▸ Task prompt
Search the material and gather each line with "gray" in it.

▸ Input records
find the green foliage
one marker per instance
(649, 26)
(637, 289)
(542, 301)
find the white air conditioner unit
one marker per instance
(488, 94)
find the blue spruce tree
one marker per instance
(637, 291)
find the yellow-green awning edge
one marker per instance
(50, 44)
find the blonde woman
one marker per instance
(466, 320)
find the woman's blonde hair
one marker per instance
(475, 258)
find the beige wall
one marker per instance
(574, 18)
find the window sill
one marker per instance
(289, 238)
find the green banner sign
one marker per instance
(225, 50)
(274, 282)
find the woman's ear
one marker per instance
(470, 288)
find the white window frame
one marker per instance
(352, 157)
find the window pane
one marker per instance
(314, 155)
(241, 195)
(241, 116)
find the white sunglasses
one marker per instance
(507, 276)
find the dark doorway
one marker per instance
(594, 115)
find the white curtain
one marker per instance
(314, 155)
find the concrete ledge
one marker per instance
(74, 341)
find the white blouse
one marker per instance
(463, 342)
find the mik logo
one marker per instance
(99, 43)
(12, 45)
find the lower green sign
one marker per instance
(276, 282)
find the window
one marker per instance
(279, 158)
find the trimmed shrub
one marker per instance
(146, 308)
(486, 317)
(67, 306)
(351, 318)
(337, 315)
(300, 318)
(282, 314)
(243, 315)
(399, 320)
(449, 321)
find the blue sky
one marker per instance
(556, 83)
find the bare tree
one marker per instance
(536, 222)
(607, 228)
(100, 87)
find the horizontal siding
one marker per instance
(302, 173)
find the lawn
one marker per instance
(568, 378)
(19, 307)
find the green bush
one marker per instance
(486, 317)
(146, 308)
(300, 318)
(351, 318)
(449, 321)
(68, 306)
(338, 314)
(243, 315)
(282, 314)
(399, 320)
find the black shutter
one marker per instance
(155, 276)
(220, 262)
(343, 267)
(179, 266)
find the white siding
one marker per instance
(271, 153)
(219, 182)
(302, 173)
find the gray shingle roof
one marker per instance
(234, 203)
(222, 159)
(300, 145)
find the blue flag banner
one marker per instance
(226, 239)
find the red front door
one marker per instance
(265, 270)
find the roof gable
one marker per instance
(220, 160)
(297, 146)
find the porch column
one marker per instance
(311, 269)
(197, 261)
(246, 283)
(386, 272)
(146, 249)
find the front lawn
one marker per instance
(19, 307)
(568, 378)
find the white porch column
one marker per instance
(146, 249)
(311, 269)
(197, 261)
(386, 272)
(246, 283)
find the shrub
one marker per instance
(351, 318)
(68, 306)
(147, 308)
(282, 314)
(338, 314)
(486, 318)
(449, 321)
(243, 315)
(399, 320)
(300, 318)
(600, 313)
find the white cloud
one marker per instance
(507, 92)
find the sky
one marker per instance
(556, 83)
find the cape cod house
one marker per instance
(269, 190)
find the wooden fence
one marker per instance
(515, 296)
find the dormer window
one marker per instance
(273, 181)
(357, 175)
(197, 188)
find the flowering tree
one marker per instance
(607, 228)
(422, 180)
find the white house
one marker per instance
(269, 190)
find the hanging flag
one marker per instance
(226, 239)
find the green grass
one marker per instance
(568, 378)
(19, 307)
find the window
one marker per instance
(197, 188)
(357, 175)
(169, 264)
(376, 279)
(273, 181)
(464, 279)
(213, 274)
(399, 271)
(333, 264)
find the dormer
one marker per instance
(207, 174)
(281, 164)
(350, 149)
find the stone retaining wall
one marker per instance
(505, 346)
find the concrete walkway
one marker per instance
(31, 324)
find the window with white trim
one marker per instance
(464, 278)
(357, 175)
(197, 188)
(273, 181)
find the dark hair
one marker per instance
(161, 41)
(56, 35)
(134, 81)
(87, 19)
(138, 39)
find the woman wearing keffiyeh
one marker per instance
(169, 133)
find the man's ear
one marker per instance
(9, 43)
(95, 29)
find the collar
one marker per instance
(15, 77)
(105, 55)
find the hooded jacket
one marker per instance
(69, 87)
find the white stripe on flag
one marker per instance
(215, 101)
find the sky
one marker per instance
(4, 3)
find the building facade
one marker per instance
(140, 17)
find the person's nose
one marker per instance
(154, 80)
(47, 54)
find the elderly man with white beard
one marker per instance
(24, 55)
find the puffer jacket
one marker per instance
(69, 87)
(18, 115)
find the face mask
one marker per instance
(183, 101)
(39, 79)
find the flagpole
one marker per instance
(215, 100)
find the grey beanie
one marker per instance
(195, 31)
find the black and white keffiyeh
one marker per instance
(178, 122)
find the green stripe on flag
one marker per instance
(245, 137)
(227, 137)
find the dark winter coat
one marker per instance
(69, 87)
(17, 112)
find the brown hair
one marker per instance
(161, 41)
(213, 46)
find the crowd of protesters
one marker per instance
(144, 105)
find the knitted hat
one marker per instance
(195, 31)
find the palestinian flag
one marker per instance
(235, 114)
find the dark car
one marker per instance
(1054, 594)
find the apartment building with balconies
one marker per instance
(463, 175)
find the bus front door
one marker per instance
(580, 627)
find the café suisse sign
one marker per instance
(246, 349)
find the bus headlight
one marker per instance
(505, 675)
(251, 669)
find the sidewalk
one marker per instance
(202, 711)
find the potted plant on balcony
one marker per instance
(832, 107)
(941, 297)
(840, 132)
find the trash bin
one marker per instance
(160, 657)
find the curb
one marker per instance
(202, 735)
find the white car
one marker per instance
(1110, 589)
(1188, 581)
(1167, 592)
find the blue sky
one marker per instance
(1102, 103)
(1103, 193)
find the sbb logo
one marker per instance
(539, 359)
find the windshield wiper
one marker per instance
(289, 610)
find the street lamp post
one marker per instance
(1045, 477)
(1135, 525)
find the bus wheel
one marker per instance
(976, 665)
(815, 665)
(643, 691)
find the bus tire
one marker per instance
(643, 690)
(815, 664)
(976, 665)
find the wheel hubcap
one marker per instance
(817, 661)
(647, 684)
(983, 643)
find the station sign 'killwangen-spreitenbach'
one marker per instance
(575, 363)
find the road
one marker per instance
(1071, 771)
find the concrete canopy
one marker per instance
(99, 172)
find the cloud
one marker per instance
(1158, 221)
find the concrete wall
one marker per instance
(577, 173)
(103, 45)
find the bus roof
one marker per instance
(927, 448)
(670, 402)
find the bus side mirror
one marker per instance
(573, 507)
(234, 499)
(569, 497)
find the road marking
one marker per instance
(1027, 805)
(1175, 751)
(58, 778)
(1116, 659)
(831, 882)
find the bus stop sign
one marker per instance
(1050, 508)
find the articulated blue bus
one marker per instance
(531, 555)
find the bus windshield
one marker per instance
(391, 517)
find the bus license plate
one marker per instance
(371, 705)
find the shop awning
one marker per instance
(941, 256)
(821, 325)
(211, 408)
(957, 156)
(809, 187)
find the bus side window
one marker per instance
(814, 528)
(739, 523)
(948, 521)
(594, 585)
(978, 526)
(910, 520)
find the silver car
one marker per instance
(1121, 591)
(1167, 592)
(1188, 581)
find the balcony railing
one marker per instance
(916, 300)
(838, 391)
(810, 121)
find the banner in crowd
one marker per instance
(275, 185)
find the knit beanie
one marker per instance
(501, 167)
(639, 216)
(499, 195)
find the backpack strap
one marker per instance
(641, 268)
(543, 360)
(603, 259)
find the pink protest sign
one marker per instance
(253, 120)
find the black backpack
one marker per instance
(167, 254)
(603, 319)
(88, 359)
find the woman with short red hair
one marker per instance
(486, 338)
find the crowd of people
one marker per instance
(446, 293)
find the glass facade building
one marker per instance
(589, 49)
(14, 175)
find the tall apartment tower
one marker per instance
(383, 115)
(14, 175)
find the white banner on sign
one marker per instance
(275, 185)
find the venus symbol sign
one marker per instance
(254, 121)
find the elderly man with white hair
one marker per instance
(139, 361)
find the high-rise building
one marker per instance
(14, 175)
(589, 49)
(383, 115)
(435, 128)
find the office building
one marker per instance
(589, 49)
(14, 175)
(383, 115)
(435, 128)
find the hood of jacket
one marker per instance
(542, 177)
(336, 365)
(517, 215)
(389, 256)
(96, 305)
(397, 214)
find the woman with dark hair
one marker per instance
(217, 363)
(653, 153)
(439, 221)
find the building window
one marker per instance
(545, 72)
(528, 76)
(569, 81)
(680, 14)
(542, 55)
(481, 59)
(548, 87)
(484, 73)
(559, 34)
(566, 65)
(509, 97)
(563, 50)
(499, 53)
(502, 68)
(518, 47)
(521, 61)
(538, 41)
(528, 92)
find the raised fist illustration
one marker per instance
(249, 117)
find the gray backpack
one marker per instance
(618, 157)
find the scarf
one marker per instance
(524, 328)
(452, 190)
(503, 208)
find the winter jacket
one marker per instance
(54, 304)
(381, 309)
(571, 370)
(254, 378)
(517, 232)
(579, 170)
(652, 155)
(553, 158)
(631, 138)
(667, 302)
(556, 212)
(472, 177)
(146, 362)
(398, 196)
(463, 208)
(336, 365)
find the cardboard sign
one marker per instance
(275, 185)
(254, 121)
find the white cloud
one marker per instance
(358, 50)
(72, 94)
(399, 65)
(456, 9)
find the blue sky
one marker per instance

▸ Task solution
find the gray shingle roof
find the gray backpack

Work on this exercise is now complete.